◆ INSTRUCTIONS FOR THE TASK
Starting at the line that contains "point: concrete pavement", quote each line exactly through the last line of the entries, both included.

━━━━━ STORED DATA

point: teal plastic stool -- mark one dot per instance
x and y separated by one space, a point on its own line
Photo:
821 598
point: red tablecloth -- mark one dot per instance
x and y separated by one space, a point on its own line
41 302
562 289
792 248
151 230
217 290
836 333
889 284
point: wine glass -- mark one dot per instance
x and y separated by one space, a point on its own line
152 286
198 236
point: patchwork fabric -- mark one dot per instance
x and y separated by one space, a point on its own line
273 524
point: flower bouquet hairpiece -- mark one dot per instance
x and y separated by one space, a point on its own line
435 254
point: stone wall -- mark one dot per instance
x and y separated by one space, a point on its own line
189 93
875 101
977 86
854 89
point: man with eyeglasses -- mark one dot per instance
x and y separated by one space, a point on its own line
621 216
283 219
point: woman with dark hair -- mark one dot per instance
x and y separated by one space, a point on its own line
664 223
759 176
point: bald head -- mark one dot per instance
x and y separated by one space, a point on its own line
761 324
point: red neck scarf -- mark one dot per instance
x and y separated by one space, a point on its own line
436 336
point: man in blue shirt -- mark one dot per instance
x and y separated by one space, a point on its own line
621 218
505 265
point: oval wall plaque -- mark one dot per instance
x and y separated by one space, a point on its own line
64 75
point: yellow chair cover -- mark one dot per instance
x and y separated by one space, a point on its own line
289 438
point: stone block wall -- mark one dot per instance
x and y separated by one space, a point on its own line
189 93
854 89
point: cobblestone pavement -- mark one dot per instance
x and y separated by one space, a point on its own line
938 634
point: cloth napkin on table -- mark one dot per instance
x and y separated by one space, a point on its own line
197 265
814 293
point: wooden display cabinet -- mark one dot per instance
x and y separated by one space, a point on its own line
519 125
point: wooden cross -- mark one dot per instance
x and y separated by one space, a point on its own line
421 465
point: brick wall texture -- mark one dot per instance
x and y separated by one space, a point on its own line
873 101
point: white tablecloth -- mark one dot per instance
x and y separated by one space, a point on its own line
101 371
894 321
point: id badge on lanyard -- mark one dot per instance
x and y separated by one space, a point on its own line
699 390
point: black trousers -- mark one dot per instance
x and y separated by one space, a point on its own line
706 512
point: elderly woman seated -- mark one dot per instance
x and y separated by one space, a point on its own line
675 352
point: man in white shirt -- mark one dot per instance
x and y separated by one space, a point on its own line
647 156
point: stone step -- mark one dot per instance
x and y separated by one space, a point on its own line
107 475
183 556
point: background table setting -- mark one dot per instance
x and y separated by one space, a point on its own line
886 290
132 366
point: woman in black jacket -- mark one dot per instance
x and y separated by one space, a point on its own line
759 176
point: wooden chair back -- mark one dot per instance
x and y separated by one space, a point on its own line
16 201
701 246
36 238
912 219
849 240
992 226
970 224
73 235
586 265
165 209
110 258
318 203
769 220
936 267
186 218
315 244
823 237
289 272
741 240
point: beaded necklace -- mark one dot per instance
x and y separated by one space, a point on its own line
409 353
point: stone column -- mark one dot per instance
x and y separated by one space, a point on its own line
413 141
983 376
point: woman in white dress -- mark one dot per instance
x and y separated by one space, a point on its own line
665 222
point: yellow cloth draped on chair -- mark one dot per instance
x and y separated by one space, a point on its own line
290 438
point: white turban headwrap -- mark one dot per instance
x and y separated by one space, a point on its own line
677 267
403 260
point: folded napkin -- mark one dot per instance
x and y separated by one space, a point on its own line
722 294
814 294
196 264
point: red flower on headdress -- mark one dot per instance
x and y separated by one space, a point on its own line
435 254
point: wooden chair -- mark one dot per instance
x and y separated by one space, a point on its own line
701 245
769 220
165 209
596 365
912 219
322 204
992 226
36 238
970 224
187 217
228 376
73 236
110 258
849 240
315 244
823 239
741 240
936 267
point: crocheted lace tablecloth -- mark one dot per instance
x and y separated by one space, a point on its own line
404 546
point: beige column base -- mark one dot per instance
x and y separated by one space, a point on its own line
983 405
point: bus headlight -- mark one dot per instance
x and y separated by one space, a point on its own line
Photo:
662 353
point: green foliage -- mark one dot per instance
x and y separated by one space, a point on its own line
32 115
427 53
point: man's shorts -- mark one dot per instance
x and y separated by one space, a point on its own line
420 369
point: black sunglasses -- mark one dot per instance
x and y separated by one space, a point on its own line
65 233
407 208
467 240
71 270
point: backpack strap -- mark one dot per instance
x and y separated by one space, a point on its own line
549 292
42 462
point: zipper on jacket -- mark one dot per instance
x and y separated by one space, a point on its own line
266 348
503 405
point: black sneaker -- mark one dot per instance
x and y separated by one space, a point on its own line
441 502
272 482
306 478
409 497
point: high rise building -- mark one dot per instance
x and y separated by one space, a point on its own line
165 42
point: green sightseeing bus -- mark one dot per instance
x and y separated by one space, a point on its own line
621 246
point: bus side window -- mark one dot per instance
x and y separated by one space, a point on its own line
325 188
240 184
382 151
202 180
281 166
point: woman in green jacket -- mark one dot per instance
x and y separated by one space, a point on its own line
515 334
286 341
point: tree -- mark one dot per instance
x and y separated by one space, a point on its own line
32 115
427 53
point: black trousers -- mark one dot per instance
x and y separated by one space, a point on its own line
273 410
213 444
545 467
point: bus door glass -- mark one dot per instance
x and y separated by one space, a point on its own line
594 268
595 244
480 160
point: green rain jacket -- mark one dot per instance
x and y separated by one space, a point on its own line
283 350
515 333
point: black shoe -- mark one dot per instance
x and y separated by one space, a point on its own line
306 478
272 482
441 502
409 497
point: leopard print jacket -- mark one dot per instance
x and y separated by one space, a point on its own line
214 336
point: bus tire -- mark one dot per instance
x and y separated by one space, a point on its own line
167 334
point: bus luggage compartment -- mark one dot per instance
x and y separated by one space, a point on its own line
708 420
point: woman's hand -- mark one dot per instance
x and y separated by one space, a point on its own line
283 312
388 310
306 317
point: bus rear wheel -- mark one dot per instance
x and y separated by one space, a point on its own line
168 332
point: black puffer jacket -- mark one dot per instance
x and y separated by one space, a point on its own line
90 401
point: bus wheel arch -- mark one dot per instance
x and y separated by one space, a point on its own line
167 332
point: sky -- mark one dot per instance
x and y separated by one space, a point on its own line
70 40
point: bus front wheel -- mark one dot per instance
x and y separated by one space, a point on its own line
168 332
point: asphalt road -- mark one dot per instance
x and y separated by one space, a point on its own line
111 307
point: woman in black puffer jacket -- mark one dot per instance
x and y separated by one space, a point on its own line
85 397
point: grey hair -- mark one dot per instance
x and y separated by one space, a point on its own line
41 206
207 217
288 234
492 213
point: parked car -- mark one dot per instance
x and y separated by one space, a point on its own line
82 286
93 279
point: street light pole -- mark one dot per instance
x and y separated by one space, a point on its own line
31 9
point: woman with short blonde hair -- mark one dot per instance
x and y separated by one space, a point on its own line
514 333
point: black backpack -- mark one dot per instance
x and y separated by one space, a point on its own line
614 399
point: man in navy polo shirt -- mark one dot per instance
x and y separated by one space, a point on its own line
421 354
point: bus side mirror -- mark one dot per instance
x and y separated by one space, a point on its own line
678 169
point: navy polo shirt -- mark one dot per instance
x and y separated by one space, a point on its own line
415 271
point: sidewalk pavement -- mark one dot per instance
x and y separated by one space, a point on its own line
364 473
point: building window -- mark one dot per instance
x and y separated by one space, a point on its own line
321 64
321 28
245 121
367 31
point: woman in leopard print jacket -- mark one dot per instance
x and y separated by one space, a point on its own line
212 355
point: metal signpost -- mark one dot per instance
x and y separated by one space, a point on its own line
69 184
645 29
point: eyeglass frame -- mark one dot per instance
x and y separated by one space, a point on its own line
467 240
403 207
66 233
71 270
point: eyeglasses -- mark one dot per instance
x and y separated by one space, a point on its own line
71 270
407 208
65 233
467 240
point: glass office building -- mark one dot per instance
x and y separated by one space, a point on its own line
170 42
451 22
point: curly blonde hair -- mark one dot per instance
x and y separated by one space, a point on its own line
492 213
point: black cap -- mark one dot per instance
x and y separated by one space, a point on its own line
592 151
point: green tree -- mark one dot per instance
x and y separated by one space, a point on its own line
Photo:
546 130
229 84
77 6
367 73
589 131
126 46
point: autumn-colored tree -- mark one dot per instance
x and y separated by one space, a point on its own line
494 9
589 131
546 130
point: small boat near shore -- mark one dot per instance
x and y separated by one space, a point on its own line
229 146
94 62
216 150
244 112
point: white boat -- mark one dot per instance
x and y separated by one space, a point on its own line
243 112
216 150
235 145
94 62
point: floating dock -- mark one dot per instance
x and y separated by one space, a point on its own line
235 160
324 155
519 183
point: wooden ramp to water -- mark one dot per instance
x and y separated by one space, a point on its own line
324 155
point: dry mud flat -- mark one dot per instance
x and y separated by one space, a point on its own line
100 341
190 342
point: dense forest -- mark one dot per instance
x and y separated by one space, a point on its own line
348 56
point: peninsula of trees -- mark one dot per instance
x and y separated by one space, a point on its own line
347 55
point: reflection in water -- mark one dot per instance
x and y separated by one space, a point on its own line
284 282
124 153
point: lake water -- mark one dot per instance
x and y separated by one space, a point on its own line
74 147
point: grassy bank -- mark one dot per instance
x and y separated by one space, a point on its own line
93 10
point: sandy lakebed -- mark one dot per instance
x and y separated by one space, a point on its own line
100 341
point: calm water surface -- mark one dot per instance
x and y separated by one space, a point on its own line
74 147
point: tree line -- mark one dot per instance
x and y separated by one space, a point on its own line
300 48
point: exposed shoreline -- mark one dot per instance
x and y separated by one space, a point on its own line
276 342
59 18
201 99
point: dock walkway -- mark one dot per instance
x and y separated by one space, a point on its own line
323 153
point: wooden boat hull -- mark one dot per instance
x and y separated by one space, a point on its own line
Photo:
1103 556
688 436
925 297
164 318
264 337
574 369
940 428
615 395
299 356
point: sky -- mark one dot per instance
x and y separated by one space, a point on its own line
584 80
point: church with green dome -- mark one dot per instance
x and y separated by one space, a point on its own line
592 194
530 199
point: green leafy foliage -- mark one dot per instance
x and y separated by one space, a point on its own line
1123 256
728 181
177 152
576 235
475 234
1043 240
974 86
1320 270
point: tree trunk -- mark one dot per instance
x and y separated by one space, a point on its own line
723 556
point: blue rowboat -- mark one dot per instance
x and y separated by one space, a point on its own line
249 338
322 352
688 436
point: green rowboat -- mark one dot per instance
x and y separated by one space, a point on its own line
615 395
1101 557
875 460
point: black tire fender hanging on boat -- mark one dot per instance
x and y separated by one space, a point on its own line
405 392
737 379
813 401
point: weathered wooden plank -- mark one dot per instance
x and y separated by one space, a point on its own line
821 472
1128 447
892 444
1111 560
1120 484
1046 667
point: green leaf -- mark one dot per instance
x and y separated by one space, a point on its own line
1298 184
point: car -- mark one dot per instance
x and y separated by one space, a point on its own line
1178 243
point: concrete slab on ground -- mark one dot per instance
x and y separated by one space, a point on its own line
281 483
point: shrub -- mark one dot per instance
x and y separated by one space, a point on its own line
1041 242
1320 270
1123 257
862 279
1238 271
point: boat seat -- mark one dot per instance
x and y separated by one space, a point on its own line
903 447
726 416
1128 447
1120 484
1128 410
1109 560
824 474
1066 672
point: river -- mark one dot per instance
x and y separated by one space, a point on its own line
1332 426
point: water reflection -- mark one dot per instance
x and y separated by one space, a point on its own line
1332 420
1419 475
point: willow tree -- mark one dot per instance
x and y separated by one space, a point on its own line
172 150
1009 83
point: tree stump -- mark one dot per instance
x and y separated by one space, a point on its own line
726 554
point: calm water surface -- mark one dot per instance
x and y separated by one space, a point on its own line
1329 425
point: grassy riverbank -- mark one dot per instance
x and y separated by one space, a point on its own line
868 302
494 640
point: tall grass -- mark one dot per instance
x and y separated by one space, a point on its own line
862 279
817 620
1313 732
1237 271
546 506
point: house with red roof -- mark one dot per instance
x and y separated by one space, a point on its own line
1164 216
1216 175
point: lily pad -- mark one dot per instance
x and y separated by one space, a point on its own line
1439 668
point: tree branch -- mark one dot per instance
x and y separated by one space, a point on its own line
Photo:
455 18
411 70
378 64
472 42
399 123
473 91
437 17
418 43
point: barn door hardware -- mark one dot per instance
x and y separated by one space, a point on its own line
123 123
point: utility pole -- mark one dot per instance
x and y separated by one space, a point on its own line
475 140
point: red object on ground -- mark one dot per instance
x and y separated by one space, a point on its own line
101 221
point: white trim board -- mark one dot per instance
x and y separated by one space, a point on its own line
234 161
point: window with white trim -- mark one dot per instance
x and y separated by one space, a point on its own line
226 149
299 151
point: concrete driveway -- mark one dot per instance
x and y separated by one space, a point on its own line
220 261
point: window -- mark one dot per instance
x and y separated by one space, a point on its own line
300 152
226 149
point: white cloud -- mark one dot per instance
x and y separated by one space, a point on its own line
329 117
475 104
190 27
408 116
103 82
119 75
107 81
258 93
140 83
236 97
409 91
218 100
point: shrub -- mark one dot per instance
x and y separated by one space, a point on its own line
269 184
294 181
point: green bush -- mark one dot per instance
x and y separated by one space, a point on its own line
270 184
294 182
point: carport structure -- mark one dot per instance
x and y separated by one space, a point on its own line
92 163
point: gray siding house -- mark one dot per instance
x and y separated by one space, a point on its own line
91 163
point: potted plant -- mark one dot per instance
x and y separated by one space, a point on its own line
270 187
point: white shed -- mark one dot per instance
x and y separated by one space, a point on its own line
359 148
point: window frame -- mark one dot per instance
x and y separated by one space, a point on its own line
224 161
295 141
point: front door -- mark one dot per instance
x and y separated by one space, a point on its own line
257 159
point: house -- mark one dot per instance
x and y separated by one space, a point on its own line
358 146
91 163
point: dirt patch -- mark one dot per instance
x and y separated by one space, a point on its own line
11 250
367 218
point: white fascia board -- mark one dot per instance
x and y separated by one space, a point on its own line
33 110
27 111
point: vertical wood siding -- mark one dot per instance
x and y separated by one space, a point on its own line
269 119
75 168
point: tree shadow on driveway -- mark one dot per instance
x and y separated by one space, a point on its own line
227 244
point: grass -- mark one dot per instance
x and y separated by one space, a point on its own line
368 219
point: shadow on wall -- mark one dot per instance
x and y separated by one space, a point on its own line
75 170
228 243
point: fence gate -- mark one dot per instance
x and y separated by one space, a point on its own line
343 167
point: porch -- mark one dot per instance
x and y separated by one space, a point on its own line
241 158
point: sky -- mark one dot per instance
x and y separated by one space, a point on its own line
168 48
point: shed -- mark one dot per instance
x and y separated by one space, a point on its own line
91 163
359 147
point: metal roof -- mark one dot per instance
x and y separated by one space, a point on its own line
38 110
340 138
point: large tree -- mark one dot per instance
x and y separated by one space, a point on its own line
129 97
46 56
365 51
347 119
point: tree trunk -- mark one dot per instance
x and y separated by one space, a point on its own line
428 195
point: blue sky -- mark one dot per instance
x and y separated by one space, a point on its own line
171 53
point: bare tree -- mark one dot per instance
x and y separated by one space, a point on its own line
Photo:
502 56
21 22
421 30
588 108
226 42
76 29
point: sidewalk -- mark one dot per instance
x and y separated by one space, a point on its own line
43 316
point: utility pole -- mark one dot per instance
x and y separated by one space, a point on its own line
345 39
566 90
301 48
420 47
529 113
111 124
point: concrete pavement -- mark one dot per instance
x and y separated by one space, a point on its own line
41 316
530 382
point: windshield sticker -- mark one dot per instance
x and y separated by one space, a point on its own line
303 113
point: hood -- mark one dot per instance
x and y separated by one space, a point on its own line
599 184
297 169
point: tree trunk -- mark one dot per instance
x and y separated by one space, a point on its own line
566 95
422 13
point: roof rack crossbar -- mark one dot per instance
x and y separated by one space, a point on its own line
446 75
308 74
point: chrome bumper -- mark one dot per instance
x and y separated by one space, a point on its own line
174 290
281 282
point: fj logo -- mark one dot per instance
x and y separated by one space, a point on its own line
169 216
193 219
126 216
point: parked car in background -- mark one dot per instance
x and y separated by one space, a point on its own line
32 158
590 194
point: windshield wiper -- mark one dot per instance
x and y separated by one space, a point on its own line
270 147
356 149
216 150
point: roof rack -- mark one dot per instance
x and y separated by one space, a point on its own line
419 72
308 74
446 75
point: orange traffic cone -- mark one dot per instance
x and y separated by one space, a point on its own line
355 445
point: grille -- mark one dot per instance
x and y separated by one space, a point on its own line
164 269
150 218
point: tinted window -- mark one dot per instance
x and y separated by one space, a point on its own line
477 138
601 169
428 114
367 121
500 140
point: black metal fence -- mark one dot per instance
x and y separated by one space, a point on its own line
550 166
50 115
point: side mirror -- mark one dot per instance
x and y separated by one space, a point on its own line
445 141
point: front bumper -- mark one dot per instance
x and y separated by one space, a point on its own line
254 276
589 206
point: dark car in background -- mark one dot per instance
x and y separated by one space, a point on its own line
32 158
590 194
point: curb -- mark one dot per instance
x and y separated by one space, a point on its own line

━━━━━━━━━━

◆ SOLVED EXERCISE
point: concrete pavement -- mark one dot per instance
x and y separated by one space, a point on its own line
41 316
530 382
point: windshield sticker -- mark one dot per instance
x and y separated by one space, a point on its own line
303 113
point: hood -- mark one dot per instance
x and y separated by one space, a point on its own line
599 184
297 169
point: tree trunk -- mark one dot per instance
x and y separated by one space, a point on its own line
566 95
422 13
point: roof rack crossbar -- mark one dot per instance
x and y separated by one space, a point on its own line
446 75
308 74
point: chrome bumper -- mark one dot per instance
x and y separated by one space, a point on its own line
174 290
281 282
point: fj logo -- mark one dot per instance
x and y separated by one space, a point on its own line
169 216
193 219
126 216
point: parked car in background -- mark one dot per instance
x and y separated by one space, a point on its own line
32 158
590 194
point: windshield wiper -- mark one dot per instance
x and y separated by one space, a point on its own line
270 147
356 149
216 150
point: roof rack -- mark one dot per instance
x and y separated by one space, a point on its own line
419 72
308 74
446 75
point: orange traffic cone -- mark one dot per instance
x and y separated by one space, a point on its own line
355 445
point: grille -- mark one dot per instance
x and y separated by one space, a point on its own line
164 269
150 218
point: tinted window -- mark one dot per instance
x and y separated by one space, a point on its own line
477 138
601 169
428 114
367 121
500 140
point: black metal fence -- mark one dot per instance
x and y separated by one space, a point on its own line
550 166
50 115
point: side mirror -- mark one dot per instance
x and y separated by one space, a point on its own line
445 141
point: front bumper -- mark one dot per instance
x and y separated by one space, a point on its own line
254 276
589 206
point: dark car in background -- mark one dot per instance
x and y separated by one space, a point on its own line
32 158
590 194
point: curb -- mark one dot per instance
x and y separated by one space, a point on its own line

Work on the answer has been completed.